• _Given text_

.....

# posting pics



## bfb345 (Feb 21, 2013)

Hey just wondering how to post pictures do i have to upload them to photobucket first and if so how do i do that


----------



## laurarfl (Feb 22, 2013)

Go to photobucket and start an account if you don't already have one.

Photobucket has a button on the tab up top that says UPLOAD

You can drag and drop or search for a file.

Once the photo is uploaded, click on it, it will go to another page, look to the right and get the code for IMG, paste it in your post here.







My baby alligator sleeping on a rock underwater


----------



## bfb345 (Feb 22, 2013)

ok thanks laural


----------



## BatGirl1 (Feb 22, 2013)

*Re: RE: posting pics*



laurarfl said:


> Go to photobucket and start an account if you don't already have one.
> 
> Photobucket has a button on the tab up top that says UPLOAD
> 
> ...



Grrrrrrr..... *jealous swirls of smoke fuming from my ears* . I'm ok now... back to what you were all doing. Nothing to see here 

Sent from my ZTE-Z990G using Tapatalk 2


----------



## Zamnan (Mar 4, 2013)

Not clear to me still that how to post picture?
Once i asked my friend he said that you have to paste here a php code which and than paste image url into that code than you should be able to insert image.


----------



## BatGirl1 (Mar 4, 2013)

When you click on the comments then click 'reply ' once in there's a pic of a little camera. Click on that then you select a pic from your gallery. Then when it's going to upload you choose full size or small. Then it uploads and then you click on 'inline ' then submit. At least that is how mine works.


----------

.....

(Data listing)
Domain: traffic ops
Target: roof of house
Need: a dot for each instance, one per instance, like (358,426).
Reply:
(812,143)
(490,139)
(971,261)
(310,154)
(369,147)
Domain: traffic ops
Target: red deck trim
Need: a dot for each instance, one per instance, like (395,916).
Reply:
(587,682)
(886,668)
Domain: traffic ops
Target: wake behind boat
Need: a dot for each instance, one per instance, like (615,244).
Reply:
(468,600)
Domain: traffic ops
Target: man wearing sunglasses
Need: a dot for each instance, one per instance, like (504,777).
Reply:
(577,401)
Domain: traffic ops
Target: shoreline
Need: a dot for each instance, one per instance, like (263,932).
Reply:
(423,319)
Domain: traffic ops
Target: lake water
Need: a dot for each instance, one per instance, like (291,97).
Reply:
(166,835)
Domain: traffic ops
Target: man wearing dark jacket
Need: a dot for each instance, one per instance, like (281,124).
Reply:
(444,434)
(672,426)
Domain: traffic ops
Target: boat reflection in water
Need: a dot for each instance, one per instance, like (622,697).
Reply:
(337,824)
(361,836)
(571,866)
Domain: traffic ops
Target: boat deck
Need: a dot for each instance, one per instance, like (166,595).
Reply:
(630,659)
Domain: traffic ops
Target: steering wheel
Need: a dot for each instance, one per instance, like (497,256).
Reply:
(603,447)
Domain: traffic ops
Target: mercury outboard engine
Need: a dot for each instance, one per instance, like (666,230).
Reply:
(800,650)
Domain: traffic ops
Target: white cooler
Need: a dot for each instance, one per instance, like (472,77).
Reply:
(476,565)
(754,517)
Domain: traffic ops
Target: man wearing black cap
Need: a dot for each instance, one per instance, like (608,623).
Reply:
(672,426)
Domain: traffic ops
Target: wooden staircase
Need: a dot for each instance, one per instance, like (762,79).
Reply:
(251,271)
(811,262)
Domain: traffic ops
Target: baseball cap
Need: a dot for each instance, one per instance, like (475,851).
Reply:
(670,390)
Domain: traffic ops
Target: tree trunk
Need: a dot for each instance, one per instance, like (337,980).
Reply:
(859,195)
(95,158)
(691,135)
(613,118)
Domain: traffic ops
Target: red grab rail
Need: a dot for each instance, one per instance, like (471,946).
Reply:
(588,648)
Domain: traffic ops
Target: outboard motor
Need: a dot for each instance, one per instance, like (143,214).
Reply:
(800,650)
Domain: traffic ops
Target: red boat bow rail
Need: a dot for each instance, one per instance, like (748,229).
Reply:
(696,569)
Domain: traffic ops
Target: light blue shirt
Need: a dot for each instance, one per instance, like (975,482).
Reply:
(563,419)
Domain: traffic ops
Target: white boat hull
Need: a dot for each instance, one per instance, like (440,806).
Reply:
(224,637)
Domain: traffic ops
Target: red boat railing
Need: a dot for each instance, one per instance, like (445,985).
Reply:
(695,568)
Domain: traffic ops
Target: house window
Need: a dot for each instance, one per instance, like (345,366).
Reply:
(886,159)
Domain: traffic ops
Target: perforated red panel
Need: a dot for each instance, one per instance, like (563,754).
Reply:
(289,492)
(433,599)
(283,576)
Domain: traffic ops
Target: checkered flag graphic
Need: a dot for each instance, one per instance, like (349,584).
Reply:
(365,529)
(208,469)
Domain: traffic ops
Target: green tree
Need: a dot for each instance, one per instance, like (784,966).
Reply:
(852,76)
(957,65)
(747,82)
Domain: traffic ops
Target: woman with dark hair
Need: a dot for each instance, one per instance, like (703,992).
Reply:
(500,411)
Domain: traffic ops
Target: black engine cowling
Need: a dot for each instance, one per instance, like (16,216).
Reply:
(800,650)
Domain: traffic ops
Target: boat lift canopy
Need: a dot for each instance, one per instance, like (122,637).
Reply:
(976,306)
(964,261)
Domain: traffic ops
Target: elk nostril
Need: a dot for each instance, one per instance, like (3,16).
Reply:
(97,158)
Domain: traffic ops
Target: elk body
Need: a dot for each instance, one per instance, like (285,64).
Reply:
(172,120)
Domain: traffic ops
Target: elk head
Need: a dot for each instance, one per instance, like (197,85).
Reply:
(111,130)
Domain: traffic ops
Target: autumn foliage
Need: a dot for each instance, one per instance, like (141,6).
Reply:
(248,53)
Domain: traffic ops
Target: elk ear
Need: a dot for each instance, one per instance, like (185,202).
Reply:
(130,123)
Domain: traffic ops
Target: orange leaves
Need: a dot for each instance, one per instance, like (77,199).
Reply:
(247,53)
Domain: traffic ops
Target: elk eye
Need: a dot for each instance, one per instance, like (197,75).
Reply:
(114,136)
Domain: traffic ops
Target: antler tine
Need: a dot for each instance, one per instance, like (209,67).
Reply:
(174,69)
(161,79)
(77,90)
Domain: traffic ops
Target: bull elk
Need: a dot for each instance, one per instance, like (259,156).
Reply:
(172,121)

.....

• _Stated problem 1_
Answer these questions about the posting pics thread:
(a) What word is on the button on Photobucket's top tab, according to laurarfl?
(b) What is laurarfl's baby alligator doing?
(c) In BatGirl1's post of Mar 4, 2013, what is clicked after the upload and before submitting?
• _Stated problem 2_
Write out the posting pics thread again, beginning at the words "# posting pics" and stopping after "laurarfl (Feb 22, 2013)", and replace "pictures" with "photos".

• _Correct output 1_
(a) UPLOAD
(b) Sleeping on a rock underwater
(c) 'inline'

• _Correct output 2_
# posting pics



## bfb345 (Feb 21, 2013)

Hey just wondering how to post photos do i have to upload them to photobucket first and if so how do i do that


----------



## laurarfl (Feb 22, 2013)